* **WRITTEN EXERCISE 1**
Which lines in the entries contain the string "water"? Pull out each one in full, and treat case as significant.

* **TEXT TO READ**
The campaigns and their supporters will spend billions of dollars on television ads before it's all over.

Longtime Republican strategist Frank Luntz, a pollster and communications specialist, has studied hundreds of political TV spots.

He says most don't work.

"You get about 20 percent that actually help the candidate that they're designed to support," Luntz observed on "CBS This Morning." "Twenty percent turn people off -- and that's what's amazing about this -- because they don't understand the ad, it's too complicated, it's too gimmicky. And so, the person watching it actually ends up supporting the other candidate."

To determine whether an ad will hit the spot, media companies bring people into rooms and measure their response.

"We use something called 'instant response,' Luntz explains."And (people sitting in a room) react on a second-by-second basis. The dial is about the size of a remote control. They turn it up to every word, every phrase, every visual. And so, we can figure out, second-by-second, the exact moment when something either works, impacts them, or turns them off."

Full coverage: Election 2012

Luntz showed examples of ads taking on both President Obama and his presumptive GOP rival, Mitt Romney. Both, he said, have their intended impact.

Both used their own word against them, showing actual statements they made that their foes would feel came back to haunt them.

Dramatic music and sound effects help, as well, Luntz added.

What doesn't work?

"Gimmicks: anything that shows visual trickery. We want authenticity, we want some sort of genuine response. We want to hear their words. So, if it's a game. Usually humor doesn't work because it usually turns people off, even though they're laughing. So, anything that takes you away from the reality of what the candidates are saying."

* **MATERIAL SUPPLIED**

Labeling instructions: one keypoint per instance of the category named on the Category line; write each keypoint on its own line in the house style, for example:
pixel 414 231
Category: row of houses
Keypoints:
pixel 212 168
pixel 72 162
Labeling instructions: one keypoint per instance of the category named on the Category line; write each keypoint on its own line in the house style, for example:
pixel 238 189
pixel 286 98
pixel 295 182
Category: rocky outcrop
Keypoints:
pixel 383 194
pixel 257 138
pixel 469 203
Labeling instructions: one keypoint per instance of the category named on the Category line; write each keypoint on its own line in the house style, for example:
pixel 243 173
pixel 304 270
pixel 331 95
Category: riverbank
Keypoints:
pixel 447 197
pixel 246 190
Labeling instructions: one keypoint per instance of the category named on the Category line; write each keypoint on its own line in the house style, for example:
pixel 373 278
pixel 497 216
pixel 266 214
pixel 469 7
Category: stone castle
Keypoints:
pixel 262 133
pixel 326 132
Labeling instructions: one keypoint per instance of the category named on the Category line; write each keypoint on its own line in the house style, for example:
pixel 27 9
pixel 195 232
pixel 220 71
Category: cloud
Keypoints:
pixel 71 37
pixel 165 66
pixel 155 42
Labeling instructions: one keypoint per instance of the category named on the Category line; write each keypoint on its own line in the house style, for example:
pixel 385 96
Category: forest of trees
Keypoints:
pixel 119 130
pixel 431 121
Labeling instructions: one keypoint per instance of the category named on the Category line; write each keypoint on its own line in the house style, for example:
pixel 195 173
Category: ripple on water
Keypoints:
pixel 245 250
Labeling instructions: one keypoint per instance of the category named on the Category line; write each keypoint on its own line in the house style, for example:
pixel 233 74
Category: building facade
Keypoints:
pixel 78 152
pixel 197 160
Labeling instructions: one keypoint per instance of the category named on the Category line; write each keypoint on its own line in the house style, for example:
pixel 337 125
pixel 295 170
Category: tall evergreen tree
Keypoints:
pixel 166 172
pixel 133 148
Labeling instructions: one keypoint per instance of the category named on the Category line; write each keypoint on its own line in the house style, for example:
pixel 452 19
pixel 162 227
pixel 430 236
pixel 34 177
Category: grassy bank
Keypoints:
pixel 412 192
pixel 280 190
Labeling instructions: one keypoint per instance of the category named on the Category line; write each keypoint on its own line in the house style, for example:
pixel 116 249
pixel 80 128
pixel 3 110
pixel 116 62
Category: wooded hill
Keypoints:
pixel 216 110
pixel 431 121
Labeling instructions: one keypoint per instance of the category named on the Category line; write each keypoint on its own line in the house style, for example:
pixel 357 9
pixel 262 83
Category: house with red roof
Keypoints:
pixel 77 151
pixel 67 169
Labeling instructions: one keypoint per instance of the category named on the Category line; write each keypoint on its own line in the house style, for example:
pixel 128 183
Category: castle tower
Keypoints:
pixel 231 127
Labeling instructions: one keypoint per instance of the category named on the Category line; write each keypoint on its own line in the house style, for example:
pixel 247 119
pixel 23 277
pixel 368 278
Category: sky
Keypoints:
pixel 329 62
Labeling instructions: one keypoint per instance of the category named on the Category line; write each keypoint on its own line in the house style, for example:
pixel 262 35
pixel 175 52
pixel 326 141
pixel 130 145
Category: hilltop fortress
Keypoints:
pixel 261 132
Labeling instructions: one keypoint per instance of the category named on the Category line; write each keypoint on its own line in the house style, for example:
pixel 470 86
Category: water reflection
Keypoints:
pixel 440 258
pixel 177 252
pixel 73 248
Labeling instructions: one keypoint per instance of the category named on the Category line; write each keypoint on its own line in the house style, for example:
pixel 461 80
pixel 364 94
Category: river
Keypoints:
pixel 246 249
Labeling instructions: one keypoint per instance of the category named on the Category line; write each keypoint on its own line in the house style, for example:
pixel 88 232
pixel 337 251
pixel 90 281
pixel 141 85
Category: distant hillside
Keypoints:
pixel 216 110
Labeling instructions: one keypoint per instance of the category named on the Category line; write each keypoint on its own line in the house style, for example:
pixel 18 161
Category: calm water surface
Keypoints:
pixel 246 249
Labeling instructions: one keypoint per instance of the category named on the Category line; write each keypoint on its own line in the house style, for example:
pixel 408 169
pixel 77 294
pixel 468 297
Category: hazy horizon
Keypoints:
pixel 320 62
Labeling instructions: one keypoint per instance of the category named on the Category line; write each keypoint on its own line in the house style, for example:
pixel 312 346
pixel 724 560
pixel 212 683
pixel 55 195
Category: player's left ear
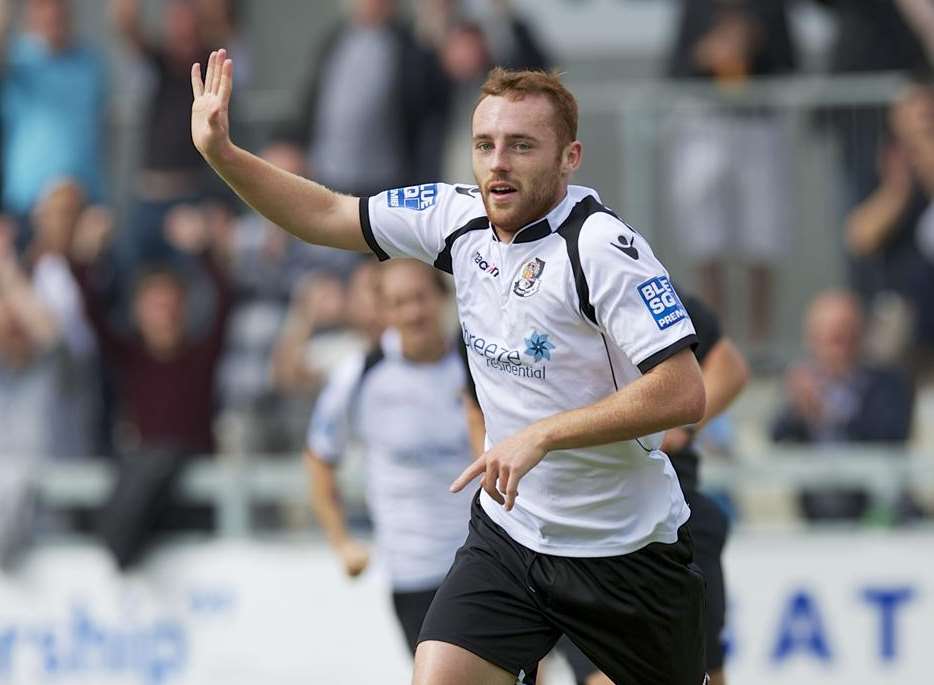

* **WRITTEN EXERCISE 2**
Which people does the article on political TV ads mention by name?

* **FULL ANSWER 1**
Category: ripple on water
Category: water reflection
Category: calm water surface

* **FULL ANSWER 2**
Frank Luntz, President Obama, and Mitt Romney.